EXERCISE DIRECTIONS:
Show every line of the listing below that contains the word "shoreline".

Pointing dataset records
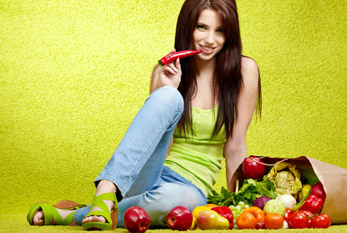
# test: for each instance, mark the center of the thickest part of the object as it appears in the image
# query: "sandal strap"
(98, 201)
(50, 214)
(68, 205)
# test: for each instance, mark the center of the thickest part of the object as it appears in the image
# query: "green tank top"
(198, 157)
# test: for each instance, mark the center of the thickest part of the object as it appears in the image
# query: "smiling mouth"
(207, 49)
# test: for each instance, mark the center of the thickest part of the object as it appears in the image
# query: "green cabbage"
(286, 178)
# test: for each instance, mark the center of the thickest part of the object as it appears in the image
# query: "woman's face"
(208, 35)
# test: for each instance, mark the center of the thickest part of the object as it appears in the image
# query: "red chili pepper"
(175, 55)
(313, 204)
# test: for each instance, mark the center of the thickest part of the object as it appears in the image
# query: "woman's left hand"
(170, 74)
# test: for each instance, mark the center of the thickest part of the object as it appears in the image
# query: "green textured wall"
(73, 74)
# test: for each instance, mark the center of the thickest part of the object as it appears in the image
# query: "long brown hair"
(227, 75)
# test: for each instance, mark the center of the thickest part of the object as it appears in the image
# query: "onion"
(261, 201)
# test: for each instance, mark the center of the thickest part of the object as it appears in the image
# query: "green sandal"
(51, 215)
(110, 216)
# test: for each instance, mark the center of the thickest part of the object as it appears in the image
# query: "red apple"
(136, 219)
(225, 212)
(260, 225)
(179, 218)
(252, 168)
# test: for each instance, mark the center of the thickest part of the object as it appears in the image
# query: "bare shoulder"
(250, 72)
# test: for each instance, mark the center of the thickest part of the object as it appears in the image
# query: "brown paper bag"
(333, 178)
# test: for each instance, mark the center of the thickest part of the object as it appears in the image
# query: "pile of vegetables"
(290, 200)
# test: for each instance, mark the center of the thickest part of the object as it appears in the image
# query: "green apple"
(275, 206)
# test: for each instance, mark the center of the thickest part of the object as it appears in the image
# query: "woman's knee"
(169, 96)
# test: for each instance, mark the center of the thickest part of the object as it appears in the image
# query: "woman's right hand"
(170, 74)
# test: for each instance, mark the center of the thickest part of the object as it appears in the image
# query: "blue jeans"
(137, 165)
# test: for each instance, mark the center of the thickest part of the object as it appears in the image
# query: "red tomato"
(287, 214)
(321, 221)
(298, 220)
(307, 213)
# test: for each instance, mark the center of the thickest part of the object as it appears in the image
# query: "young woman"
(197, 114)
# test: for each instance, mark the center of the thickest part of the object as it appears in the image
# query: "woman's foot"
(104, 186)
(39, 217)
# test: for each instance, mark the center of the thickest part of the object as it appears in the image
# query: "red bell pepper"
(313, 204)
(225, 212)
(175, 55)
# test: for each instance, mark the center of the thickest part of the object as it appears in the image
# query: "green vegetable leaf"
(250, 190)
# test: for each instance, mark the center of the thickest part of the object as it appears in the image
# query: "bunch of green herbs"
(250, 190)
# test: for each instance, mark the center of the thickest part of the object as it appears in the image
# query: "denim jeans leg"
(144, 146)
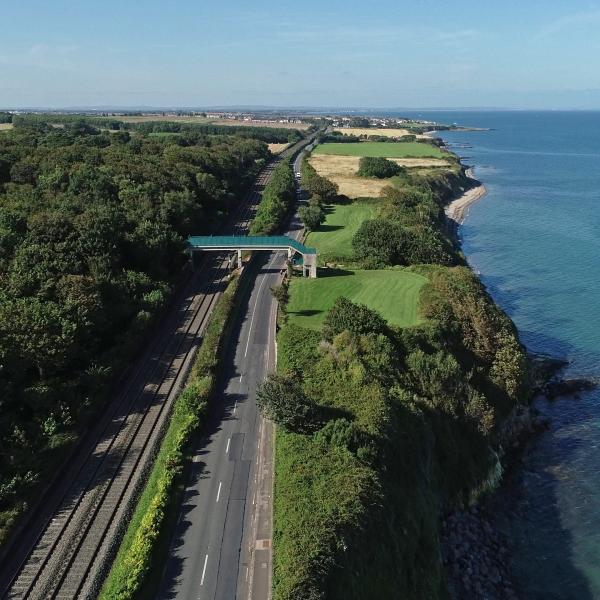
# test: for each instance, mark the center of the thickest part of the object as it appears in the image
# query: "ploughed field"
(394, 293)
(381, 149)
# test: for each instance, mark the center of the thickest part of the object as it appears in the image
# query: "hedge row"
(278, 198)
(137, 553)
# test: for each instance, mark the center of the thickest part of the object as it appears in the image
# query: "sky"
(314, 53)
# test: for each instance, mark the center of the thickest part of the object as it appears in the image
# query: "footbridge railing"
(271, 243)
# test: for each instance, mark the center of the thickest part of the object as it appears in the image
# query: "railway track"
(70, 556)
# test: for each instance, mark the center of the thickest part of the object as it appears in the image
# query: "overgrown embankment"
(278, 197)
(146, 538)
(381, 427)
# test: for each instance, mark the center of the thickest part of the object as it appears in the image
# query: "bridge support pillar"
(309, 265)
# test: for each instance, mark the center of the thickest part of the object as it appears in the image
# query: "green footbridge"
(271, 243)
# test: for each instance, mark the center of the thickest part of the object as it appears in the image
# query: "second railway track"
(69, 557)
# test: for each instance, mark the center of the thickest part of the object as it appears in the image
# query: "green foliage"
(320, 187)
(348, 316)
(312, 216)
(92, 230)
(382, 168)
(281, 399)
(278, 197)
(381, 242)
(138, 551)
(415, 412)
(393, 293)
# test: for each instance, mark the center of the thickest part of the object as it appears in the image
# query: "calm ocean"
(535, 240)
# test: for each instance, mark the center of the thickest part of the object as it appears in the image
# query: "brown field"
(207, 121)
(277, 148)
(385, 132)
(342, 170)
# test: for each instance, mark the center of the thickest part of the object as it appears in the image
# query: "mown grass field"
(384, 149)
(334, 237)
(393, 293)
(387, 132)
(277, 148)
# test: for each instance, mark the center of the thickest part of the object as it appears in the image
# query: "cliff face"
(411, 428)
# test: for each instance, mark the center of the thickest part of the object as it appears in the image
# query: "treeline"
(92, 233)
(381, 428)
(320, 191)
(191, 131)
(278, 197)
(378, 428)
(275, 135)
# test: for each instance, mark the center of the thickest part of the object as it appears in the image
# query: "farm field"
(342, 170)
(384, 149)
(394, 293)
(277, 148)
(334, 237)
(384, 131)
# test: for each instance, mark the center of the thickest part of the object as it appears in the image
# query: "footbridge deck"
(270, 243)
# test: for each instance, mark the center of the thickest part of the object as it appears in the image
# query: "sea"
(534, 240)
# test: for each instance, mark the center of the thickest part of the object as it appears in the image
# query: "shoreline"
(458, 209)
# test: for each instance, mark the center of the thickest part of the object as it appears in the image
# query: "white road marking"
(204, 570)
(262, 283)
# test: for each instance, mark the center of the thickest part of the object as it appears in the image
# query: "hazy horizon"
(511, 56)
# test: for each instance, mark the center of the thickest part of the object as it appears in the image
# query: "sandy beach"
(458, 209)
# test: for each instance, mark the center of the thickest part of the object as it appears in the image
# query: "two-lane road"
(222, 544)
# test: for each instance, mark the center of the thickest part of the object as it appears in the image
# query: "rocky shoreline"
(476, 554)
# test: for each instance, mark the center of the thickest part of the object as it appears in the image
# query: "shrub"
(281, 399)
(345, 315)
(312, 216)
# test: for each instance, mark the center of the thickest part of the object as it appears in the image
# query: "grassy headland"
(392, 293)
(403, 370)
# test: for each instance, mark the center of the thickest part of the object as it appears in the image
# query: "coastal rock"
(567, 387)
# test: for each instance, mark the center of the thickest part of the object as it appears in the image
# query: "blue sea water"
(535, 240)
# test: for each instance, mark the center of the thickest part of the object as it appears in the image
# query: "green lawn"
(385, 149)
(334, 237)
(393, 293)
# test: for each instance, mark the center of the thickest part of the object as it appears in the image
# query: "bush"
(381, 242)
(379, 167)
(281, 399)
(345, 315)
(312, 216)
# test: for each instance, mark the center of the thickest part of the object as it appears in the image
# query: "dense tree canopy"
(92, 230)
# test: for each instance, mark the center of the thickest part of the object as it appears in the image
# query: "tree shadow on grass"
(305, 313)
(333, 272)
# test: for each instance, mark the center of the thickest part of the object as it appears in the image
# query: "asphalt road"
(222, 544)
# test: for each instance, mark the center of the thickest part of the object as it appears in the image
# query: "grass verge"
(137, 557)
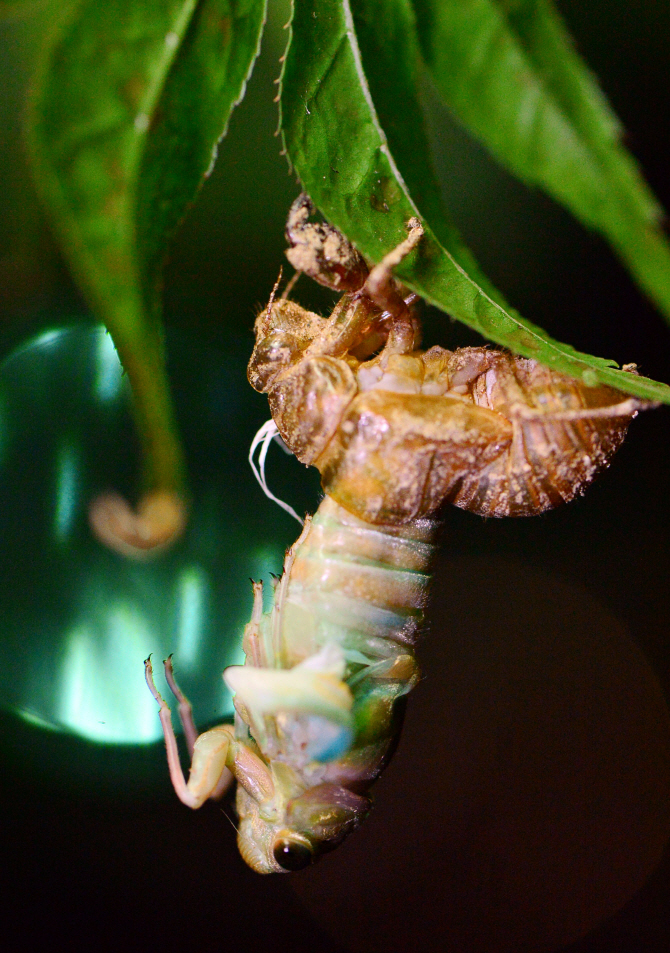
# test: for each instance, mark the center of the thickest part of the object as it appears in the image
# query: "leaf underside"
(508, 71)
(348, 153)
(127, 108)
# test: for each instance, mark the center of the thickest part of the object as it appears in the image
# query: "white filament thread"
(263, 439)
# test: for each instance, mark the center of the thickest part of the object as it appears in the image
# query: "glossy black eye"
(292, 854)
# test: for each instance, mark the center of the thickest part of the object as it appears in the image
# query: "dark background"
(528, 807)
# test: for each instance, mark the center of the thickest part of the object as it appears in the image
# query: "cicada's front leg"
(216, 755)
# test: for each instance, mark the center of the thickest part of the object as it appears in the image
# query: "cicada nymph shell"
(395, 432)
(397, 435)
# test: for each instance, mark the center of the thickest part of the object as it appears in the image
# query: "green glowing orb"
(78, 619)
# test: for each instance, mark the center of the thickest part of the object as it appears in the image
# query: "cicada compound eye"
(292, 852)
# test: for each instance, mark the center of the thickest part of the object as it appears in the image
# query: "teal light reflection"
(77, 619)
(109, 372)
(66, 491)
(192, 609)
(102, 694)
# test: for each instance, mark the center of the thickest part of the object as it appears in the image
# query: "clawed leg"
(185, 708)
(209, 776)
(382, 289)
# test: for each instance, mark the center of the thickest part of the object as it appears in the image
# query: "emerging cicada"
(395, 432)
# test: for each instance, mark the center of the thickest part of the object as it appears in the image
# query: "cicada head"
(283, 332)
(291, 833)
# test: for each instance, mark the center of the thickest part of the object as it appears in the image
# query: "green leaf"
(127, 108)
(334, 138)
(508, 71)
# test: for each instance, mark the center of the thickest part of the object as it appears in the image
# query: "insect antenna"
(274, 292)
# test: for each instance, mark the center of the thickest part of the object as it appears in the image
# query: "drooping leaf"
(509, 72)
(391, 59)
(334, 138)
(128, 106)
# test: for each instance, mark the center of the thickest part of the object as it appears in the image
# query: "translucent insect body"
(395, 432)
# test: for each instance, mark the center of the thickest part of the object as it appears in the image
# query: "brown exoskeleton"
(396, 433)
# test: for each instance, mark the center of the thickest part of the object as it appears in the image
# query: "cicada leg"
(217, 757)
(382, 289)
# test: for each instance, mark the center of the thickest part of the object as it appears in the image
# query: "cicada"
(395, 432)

--

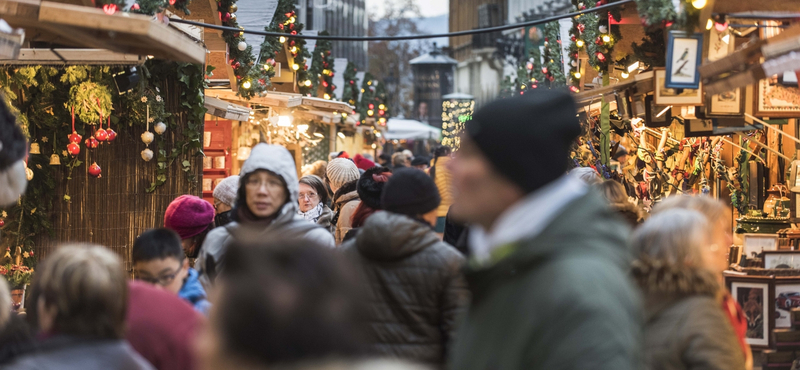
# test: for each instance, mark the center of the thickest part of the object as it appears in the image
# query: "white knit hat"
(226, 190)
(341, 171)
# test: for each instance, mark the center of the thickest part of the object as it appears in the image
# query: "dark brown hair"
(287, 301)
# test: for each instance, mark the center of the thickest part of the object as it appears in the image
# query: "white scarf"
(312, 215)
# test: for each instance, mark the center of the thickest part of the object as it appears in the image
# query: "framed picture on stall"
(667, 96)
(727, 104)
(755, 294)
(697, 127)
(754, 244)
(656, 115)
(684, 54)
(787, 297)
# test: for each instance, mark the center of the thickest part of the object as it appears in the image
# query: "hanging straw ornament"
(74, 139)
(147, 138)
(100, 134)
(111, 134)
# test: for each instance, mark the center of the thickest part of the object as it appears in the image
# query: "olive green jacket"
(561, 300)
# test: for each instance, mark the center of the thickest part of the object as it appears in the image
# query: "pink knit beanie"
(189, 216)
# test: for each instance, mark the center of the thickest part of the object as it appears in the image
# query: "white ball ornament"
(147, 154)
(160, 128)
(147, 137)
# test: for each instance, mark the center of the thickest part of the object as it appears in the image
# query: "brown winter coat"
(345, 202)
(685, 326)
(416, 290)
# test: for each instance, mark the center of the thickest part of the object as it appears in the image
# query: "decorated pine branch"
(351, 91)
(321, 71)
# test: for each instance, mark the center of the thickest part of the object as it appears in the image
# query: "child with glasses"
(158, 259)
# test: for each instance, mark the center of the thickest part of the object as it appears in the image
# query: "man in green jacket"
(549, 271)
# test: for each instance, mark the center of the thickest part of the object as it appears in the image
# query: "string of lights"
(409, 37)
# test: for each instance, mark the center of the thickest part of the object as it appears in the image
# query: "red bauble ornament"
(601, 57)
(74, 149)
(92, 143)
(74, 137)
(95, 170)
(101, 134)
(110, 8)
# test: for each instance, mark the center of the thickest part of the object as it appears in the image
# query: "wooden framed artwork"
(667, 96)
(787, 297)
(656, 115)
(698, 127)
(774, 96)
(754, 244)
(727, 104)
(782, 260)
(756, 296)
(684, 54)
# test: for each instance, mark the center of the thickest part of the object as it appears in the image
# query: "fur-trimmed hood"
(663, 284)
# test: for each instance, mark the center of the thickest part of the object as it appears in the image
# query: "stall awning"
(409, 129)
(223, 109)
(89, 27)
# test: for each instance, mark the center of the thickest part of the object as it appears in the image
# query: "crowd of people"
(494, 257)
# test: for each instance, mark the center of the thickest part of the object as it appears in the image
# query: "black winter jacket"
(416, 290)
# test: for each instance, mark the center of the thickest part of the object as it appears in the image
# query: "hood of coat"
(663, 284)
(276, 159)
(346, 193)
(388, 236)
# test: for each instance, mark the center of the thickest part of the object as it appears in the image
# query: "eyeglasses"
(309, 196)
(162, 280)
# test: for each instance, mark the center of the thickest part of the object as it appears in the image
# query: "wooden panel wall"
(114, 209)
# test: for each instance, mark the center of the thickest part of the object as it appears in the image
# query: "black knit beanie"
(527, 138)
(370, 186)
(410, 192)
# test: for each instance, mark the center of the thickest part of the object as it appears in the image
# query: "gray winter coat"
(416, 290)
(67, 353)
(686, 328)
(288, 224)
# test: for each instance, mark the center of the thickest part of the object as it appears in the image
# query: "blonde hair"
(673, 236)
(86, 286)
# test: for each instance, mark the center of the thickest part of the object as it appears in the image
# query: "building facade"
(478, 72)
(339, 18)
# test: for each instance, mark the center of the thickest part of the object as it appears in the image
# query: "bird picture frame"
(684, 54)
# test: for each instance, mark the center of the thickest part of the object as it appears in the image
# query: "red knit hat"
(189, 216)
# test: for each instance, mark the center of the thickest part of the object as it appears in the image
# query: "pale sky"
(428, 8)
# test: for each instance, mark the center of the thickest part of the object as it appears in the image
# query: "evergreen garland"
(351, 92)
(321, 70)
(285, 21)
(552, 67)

IN RESPONSE:
# query: "shoreline"
# query: "rocky shoreline"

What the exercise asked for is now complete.